▶ _Exercise_
Every entry below is to be copied exactly, apart from any picture it holds.

▶ _Available data_
>>
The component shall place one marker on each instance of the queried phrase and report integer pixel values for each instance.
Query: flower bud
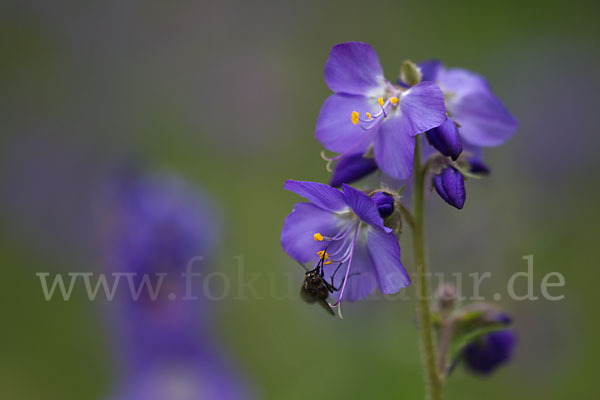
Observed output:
(490, 351)
(384, 202)
(410, 73)
(450, 185)
(352, 168)
(445, 139)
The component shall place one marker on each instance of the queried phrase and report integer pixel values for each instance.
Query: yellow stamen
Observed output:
(323, 255)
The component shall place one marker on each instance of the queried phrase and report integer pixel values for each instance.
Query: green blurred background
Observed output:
(226, 95)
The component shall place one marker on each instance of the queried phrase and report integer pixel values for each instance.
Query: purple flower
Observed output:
(367, 110)
(490, 351)
(384, 202)
(198, 376)
(348, 223)
(482, 119)
(165, 347)
(352, 168)
(450, 185)
(157, 225)
(445, 139)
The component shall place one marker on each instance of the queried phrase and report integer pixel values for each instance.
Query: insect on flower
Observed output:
(315, 287)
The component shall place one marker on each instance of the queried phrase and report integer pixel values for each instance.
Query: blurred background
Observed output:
(222, 97)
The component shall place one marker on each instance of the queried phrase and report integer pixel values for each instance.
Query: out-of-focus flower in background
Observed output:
(163, 341)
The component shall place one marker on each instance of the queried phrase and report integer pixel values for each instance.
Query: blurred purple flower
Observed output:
(349, 225)
(490, 351)
(482, 118)
(392, 115)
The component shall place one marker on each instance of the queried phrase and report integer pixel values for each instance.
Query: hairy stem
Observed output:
(434, 383)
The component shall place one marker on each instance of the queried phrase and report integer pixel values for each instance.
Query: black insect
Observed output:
(315, 288)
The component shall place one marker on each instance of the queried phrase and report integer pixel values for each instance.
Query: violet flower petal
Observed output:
(446, 139)
(352, 168)
(299, 227)
(361, 279)
(394, 149)
(319, 194)
(421, 108)
(385, 255)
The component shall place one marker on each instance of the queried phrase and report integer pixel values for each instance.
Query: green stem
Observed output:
(434, 383)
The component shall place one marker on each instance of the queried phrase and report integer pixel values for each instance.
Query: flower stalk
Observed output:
(434, 382)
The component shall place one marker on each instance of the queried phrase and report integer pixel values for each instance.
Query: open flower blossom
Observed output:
(348, 224)
(368, 112)
(482, 119)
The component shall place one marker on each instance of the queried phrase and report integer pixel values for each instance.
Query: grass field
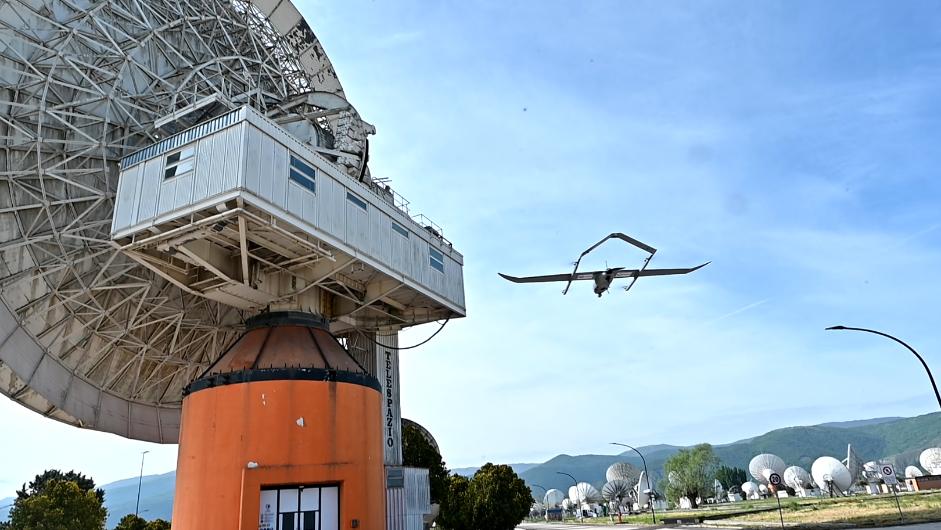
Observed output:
(858, 511)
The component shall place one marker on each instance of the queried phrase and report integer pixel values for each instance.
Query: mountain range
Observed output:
(900, 440)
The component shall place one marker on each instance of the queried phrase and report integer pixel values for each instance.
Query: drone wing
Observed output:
(549, 277)
(635, 273)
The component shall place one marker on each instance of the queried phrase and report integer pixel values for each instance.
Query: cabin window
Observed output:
(299, 508)
(437, 259)
(400, 229)
(303, 174)
(355, 200)
(180, 163)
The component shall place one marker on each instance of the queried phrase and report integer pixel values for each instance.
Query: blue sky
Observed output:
(793, 144)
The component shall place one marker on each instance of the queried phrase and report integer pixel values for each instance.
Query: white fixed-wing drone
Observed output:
(604, 278)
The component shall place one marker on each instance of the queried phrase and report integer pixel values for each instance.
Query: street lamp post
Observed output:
(545, 494)
(900, 341)
(578, 496)
(140, 480)
(653, 511)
<<
▶ _The completed task_
The component shall place one marker on each instance of the queried phrase and report integer pixel values for each instance.
Query: flower bud
Observed output:
(490, 351)
(384, 202)
(410, 73)
(450, 185)
(352, 168)
(445, 139)
The component shall place one marker on each instance of the queried phrase and report integer pixel values for each instance.
Query: yellow stamen
Observed output:
(323, 255)
The component shall place one marker on each instance of the queried phrase and report integer pixel values for each instance.
Query: green blurred background
Observed output:
(226, 95)
The component shall place one marker on each instance of the queried phrase and report integer pixel values for each instance.
Query: purple flower
Observed output:
(367, 110)
(490, 351)
(384, 202)
(198, 376)
(348, 223)
(482, 119)
(165, 347)
(352, 168)
(450, 185)
(157, 225)
(445, 139)
The component shall place one marker on each instance of the queried phrase and report integer pixel values for each instance.
Query: insect on flower
Observed output:
(315, 287)
The component shall place one marker on each instance of the queried phrase and report integer pixel values for each instance.
Query: blurred background
Observed output:
(222, 97)
The component shall place one marker on each instance of the queried phrase and report integer pixel values for each instance.
Query: out-of-focus flower in background
Observed output:
(163, 341)
The component shall place one marker on each instance of the queried phrase and report integer pixel values for each instance.
Query: blurred purple flower
Observed output:
(349, 225)
(490, 351)
(482, 118)
(392, 115)
The component shall place one marker on each instance of the queried phrase and report integer pixel values for each instance.
Query: hairy stem
Observed output:
(434, 383)
The component shall place one marker on each instance of the queried phrase and report integer pixel values for each instance.
Query: black insect
Observed output:
(315, 288)
The component shall place one marker on each instance of the queried phrase and report integer pixel values for each instance.
Query: violet flower petal
Observed output:
(446, 139)
(352, 168)
(299, 227)
(361, 279)
(394, 149)
(319, 194)
(421, 108)
(385, 255)
The component shall place one marker on each instance of the queried phrase and report integer pixel values for each instance.
Query: green stem
Observed output:
(434, 383)
The component shall place one marker on each instance of the queried phrase and report integer pixel values for each instance.
Query: flower stalk
Observed output:
(434, 382)
The component shall place one marker on each instance of the queried phrase and report integer pixel values for each instance.
Query: open flower blossom
Observed output:
(348, 224)
(368, 112)
(482, 119)
The component shall place one marker on each instance of the queried phrase and report integer pixel values for each instance.
Query: grass field
Observed output:
(858, 511)
The component shall place one marker on each instance of the queried phrase and report integer pixel values for each instance.
Query: mountain range
Observed output:
(900, 440)
The component shall place one marker on each instance of the queried phrase and report integer pixel values for each instance.
Query: drone wing
Observed output:
(549, 277)
(635, 273)
The component shall place one marker on each instance of the queried phrase and report integer pixel values for each instance.
Query: cabin window
Observed output:
(299, 508)
(437, 259)
(400, 229)
(303, 174)
(355, 200)
(180, 163)
The component shall place one marker on each instance of the queried phrase and report integer pixel values for each instance.
Query: blue sky
Observed output:
(793, 144)
The component shall place one marker on each instance of the queried phrase and report integer pixel values for each instance.
Query: white fixed-wing drone
Observed output:
(604, 278)
The component shall place one marker on each instance of the queried phrase and report integer pixel values for each instance.
Query: street lamp post
Observed output:
(545, 494)
(900, 341)
(578, 496)
(140, 480)
(653, 511)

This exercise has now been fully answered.